● DOCUMENT:
M.C.: C'est faux! Les communistes défendaient la nécessité de grouper la classe ouvrière sur son terrain de classe, pour af­fronter le fascisme depuis son terrain de classe, mais non pas aux côtés de la bourgeoisie "démocratique". Du temps de la di­rection du parti italien avec Bordiga, le parti refusait toute alliance avec les partis bourgeois pour, soit-disant, empêcher l'arrivée de Mussolini au pouvoir. La Gauche Italienne, y com­pris nous la Fraction en France, ne s'est jamais réclamée de la lutte anti-fasciste. Elle avait dénoncer le Front Unique en Allemagne; c'est une des raisons de la rupture de la Fraction italienne avec Trotsky. Et de même, concernant l'Espagne, on refusait toute alliance au soutien aux républicains contre Franco. La lutte contre le fascisme oui, mais sur le terrain de classe, mais pas au nom de la défense de la république je ne sais pas quoi, "démocratique".
La position de la Gauche est claire: aucune alliance, aucun Front unique avec les partis de la bourgeoisie. Ce n'est pas une position morale. Nous dénonçons précisément l'idéologie de la bourgeoisie qui fera avancer la fraction qui lui convient le plus.
P.H.: On se trouve donc dans une période où, globalement, avec le pacte Laval-Staline en 1934, le PC d'opportuniste qu'il était pour le mouvement ouvrier, passe dans le camp de la bourgeoisie; le 1er mai 34, il défile derrière le drapeau tri­colore et Jeanne d'Arc. Il se soumet aux objectifs de guerre de la bourgeoisie...
M.C.: C'est le point culminant. C'est l'achèvement d'un pro­cessus de dégénérescence de l'I.C. et des partis communistes depuis les années 23, sur la question nationale, sur la ques­tion de Front Unique, etc, qui aboutit directement, non pas à être un parti à moitié ouvrier, mais entre l'Etat russe et l'Etat capitaliste.
P.H.: Globalement la gauche, des social-démocrates aux stali­niens, a toutes les cartes en main désormais pour préparer le prolétariat à l'idée d'inéluctabilité de la guerre. A partir de 1934, ils vont à marche forcée amener le prolétariat pieds et poings liés, disons en 3 ou 4 ans.

● CONSIGNES:
1) Répondez à ces questions d'après le document :
(a) Quel pacte est mentionné pour 1934 ?
(b) Derrière quoi le PC défile-t-il le 1er mai 34 ?
(c) Qu'est-ce que la Gauche Italienne avait dénoncé en Allemagne ?
2) Extrayez du document le passage qui va de "La position de" jusqu'à "de la bourgeoisie..." inclus.
Le matériel n'a aucun rôle ici.

● DONNÉES AFFICHÉES:

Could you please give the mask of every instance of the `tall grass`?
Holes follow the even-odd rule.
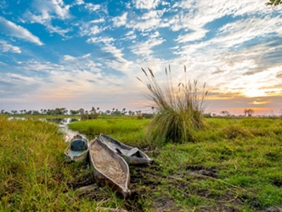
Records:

● RÉPONSES:
1)
(a) Le pacte Laval-Staline.
(b) Derrière le drapeau tricolore et Jeanne d'Arc.
(c) Le Front Unique.

2)
La position de la Gauche est claire: aucune alliance, aucun Front unique avec les partis de la bourgeoisie. Ce n'est pas une position morale. Nous dénonçons précisément l'idéologie de la bourgeoisie qui fera avancer la fraction qui lui convient le plus.
P.H.: On se trouve donc dans une période où, globalement, avec le pacte Laval-Staline en 1934, le PC d'opportuniste qu'il était pour le mouvement ouvrier, passe dans le camp de la bourgeoisie; le 1er mai 34, il défile derrière le drapeau tri­colore et Jeanne d'Arc. Il se soumet aux objectifs de guerre de la bourgeoisie...